= WHAT IS REQUIRED =
Count how many lines in the records below contain the string "rear", treating uppercase and lowercase as different. Give only the number.

= DATASET ENTRIES =
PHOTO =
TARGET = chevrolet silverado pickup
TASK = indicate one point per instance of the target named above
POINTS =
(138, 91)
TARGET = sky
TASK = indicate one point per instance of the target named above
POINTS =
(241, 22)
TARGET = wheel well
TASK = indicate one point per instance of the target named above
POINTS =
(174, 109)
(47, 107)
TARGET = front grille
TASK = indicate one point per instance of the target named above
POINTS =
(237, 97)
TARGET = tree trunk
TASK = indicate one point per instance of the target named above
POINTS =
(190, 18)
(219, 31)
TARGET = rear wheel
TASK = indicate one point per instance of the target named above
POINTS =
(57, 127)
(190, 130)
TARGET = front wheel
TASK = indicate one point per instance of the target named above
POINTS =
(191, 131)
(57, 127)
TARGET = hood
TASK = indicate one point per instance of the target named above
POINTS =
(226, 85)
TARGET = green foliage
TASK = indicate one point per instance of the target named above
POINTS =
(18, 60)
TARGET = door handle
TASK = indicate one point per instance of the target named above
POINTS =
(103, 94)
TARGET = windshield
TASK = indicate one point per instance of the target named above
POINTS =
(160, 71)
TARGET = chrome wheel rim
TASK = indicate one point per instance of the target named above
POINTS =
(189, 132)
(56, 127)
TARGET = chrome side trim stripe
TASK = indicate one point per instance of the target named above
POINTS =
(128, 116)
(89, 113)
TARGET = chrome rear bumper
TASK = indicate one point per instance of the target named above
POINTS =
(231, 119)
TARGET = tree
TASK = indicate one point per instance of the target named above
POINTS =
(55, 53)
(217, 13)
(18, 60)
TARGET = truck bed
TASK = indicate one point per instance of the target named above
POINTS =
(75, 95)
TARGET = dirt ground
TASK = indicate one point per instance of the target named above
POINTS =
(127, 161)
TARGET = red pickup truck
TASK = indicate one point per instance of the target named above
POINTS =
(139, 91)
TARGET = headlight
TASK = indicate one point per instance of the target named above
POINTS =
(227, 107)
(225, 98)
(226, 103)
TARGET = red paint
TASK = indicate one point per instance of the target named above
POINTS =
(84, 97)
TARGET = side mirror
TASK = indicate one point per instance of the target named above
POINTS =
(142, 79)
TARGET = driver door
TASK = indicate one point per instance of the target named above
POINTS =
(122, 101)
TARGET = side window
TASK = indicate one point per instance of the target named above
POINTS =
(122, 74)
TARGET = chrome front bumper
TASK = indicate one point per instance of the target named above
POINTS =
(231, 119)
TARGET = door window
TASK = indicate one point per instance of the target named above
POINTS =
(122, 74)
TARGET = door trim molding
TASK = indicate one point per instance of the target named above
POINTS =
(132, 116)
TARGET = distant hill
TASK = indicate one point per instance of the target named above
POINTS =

---

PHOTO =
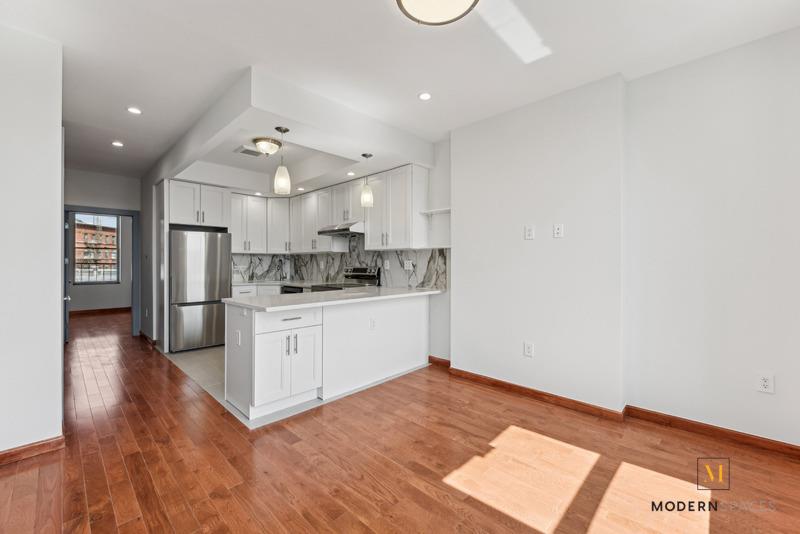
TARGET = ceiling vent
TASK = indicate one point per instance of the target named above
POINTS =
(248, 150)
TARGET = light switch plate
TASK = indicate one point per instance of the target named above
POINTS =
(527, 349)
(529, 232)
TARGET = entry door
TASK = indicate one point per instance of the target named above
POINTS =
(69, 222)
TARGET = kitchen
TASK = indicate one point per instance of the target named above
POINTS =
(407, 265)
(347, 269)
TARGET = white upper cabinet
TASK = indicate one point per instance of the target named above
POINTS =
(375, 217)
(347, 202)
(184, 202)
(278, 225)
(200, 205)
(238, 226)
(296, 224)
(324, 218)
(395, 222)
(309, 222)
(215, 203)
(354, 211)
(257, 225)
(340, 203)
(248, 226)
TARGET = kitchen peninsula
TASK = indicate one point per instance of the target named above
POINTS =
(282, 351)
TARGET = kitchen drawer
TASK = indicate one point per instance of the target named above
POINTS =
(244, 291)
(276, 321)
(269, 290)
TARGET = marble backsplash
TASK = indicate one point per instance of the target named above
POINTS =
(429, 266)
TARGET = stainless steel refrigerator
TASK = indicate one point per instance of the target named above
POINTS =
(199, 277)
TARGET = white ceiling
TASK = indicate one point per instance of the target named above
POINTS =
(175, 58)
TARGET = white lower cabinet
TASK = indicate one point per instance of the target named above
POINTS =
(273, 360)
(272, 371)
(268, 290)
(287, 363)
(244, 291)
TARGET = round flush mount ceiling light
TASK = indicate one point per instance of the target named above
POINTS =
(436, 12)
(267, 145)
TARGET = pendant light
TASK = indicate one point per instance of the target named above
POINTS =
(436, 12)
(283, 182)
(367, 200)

= SOLUTION TO THE PROBLEM =
2